══ EXTRACTED DATA ══

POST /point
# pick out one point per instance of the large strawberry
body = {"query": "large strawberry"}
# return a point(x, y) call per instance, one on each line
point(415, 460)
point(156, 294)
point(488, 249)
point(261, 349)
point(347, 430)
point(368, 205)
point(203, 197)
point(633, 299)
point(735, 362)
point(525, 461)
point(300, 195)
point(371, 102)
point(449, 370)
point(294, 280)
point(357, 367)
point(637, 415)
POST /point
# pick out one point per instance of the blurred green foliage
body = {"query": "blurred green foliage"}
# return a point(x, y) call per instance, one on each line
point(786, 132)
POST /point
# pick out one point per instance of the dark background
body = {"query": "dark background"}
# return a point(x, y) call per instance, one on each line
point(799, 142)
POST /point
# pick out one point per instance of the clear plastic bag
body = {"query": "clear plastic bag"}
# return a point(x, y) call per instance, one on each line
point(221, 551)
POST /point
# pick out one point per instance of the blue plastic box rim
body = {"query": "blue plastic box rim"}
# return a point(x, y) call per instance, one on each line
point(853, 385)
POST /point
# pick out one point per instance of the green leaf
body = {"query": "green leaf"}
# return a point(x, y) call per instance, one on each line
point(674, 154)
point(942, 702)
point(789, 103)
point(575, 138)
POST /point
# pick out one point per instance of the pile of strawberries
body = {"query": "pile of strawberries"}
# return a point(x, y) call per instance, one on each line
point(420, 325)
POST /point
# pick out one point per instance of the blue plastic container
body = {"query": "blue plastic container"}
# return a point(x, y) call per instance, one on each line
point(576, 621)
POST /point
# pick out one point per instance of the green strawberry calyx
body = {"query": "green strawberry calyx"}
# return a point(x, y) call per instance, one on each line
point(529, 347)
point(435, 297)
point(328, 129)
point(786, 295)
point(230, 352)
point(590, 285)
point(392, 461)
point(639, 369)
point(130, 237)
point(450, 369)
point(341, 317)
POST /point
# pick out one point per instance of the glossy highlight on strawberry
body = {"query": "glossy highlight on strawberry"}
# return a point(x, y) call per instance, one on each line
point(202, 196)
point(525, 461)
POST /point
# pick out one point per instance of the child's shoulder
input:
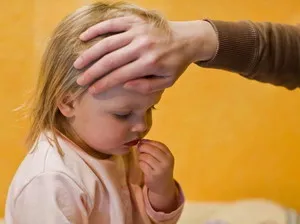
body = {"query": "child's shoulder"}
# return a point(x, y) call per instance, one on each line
point(45, 161)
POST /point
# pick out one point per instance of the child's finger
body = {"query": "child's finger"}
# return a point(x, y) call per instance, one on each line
point(150, 160)
point(152, 150)
point(146, 168)
point(159, 145)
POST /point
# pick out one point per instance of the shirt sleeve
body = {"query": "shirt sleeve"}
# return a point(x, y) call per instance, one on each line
point(162, 217)
point(262, 51)
point(51, 198)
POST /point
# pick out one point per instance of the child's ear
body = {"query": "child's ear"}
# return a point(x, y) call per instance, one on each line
point(66, 106)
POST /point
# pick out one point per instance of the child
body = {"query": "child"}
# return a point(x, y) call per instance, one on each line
point(82, 166)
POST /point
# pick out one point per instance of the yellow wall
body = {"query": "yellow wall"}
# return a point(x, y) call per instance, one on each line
point(232, 138)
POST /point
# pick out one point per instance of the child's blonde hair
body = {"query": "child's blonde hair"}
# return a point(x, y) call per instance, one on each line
point(57, 76)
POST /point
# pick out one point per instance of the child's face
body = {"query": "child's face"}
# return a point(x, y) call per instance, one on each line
point(109, 120)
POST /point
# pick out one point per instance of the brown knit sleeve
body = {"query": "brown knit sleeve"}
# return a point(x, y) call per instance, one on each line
point(265, 52)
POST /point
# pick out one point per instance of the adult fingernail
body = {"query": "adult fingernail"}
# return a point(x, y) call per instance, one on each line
point(80, 80)
point(92, 90)
point(83, 35)
point(78, 63)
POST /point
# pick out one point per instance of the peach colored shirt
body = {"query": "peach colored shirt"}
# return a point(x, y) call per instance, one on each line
point(77, 188)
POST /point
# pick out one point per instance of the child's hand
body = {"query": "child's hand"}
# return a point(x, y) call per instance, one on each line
point(157, 163)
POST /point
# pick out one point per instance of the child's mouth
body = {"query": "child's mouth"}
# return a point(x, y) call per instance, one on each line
point(132, 143)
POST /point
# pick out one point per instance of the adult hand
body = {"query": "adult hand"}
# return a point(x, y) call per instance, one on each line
point(143, 57)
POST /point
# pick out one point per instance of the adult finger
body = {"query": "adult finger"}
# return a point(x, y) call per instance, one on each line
point(114, 25)
point(120, 75)
point(101, 48)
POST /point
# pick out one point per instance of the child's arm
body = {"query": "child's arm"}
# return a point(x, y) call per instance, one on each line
point(162, 195)
point(51, 198)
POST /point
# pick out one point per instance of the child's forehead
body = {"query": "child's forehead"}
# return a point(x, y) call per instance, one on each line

═══

EXERCISE INSTRUCTIONS: Reproduce the entries exactly. Do not carry over any picture.

EXERCISE SOLUTION:
POST /point
# pick out one point per instance of the large strawberry
body = {"query": "large strawberry"}
# return a point(x, y) call per instance, one on each line
point(415, 460)
point(156, 294)
point(488, 249)
point(261, 349)
point(347, 430)
point(368, 205)
point(203, 197)
point(633, 299)
point(735, 362)
point(525, 461)
point(300, 195)
point(371, 102)
point(449, 370)
point(294, 280)
point(357, 367)
point(637, 415)
POST /point
# pick out one point per instance of the blurred green foliage
body = {"query": "blurred green foliage"}
# return a point(x, y) call per instance, one on each line
point(786, 132)
POST /point
# pick out one point per instance of the dark background
body = {"query": "dark background"}
# return a point(x, y) call per instance, one on each line
point(799, 142)
POST /point
# pick out one point per instance of the clear plastic bag
body = {"query": "clear plastic bag"}
# return a point(x, y) call per instance, one on each line
point(221, 551)
POST /point
# pick out one point per instance of the blue plastic box rim
body = {"query": "blue plastic box rim"}
# return a point(x, y) call per instance, one on each line
point(853, 385)
POST /point
# pick out one point per instance of the green leaf
body = {"query": "green leaf"}
# return a point(x, y) call per instance, one on each line
point(674, 154)
point(942, 702)
point(789, 103)
point(575, 138)
POST /point
# pick out one point per instance of the pile of strawberries
body = {"query": "pile of strawberries"}
# return a point(x, y) call per instance, one on each line
point(420, 325)
POST /point
# pick out one point per instance of the blue plastic container
body = {"query": "blue plastic container"}
# return a point(x, y) call per instance, one on each line
point(576, 621)
POST /point
# pick out one point per instance of the green strawberry calyx
body = {"query": "green strawberry calyx"}
# return a point(x, y) call per instance, one on each line
point(529, 347)
point(435, 297)
point(328, 129)
point(786, 295)
point(230, 352)
point(590, 285)
point(392, 461)
point(639, 369)
point(130, 237)
point(450, 369)
point(341, 317)
POST /point
# pick out one point per instance of the glossy highlight on strawberry
body = {"query": "glossy highlight on strawberry"}
# return a point(x, y) call per instance, one on each line
point(202, 196)
point(525, 461)
POST /point
# pick out one point per instance of the child's shoulder
input:
body = {"query": "child's shoulder"}
# return a point(x, y) call per instance, one on each line
point(45, 161)
POST /point
# pick out one point per instance of the child's finger
body = {"query": "child's finger"}
# return a point(x, y) call per instance, one on each line
point(150, 160)
point(152, 150)
point(146, 168)
point(159, 145)
POST /point
# pick out one point per instance of the shirt sleeve
body = {"query": "shirt sleeve"}
# return a point(x, y) call per instance, one on each line
point(162, 217)
point(262, 51)
point(51, 198)
POST /point
# pick out one point per instance of the child's ear
body = {"query": "child's ear"}
# return a point(x, y) call per instance, one on each line
point(66, 106)
POST /point
# pick out one point per instance of the child
body = {"query": "child"}
# return a point(x, y) call per instance, one on each line
point(82, 166)
POST /point
# pick out one point per instance of the yellow wall
body = {"query": "yellow wall"}
# return a point(x, y) call per instance, one on each line
point(232, 138)
POST /point
# pick out one point per instance of the child's blonde hair
body = {"query": "child's blonde hair"}
# return a point(x, y) call per instance, one on each line
point(57, 76)
POST /point
# pick out one point per instance of the child's face
body = {"query": "child's face"}
# return a point(x, y) call per instance, one on each line
point(109, 120)
POST /point
# pick out one point per instance of the brown knit sleeve
body = {"query": "brown knit sleeve"}
# return a point(x, y) call per instance, one on each line
point(265, 52)
POST /point
# pick out one point per instance of the adult fingernail
body = {"query": "adult fingernail"}
# return a point(x, y) call per instance, one on each line
point(80, 80)
point(92, 90)
point(83, 35)
point(78, 63)
POST /point
# pick out one point per instance of the peach colored shirt
body = {"query": "peach colored shirt"}
# return a point(x, y) call per instance, one on each line
point(77, 188)
POST /point
# pick out one point per instance of the child's hand
body = {"query": "child's hand"}
# return a point(x, y) call per instance, one on each line
point(157, 163)
POST /point
# pick out one point per instance of the child's mouth
body = {"query": "child's mouth"}
# return a point(x, y) call per instance, one on each line
point(132, 143)
POST /point
# pick out one point per instance of the adult hand
body = {"query": "adult hand"}
# return a point(x, y) call per instance, one on each line
point(143, 57)
POST /point
# pick out one point per instance of the adult finger
body = {"query": "adult finger"}
# return a point(x, y) call per instance, one on each line
point(114, 25)
point(120, 75)
point(101, 48)
POST /point
# pick out one point per instance of the child's arm
body = {"query": "child's arm"}
# return a point(x, y) call per instance, one on each line
point(162, 195)
point(51, 198)
POST /point
# pick out one point per instance of the child's forehead
body = {"query": "child's forehead"}
# return a point(x, y) call per instance, one on each line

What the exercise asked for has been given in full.